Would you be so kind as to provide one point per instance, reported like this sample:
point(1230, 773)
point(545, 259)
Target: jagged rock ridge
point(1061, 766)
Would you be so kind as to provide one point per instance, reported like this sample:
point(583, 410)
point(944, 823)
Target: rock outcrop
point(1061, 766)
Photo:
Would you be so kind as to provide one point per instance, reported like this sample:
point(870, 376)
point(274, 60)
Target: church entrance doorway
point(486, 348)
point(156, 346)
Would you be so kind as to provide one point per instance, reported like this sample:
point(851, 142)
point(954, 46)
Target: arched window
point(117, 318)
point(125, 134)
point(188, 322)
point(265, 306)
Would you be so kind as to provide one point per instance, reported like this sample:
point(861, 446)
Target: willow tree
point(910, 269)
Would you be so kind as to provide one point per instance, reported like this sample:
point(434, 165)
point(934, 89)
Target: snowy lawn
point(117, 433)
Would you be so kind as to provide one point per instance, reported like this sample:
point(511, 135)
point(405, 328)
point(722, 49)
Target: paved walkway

== THE EXERCISE ==
Repeat the records above exactly, from the first line to the last.

== ANSWER BELOW ==
Would you be so kind as to provide one point per instance, reported like this sample:
point(1230, 773)
point(545, 259)
Target: jagged rock ridge
point(1061, 766)
Would you be so kind as to provide one point per instance, reported like this sample:
point(583, 410)
point(944, 823)
Target: rock outcrop
point(1061, 766)
Photo:
Would you be so kind as to provide one point per instance, reported like this sample:
point(870, 376)
point(274, 60)
Target: church entrance doorway
point(486, 348)
point(156, 346)
Would you be so kind as to provide one point per instance, reported like this sample:
point(851, 142)
point(954, 46)
Target: arched window
point(117, 318)
point(125, 134)
point(188, 322)
point(265, 306)
Would you be so kind as to provide one point per instance, reported like this sample:
point(861, 446)
Target: willow tree
point(910, 269)
Would you be so kind as to provide one point per instance, reported like this sample:
point(434, 165)
point(934, 89)
Target: snowy lawn
point(117, 433)
Would you be so kind as to provide one point per instance, reported like this sample:
point(511, 135)
point(405, 328)
point(722, 49)
Target: paved walkway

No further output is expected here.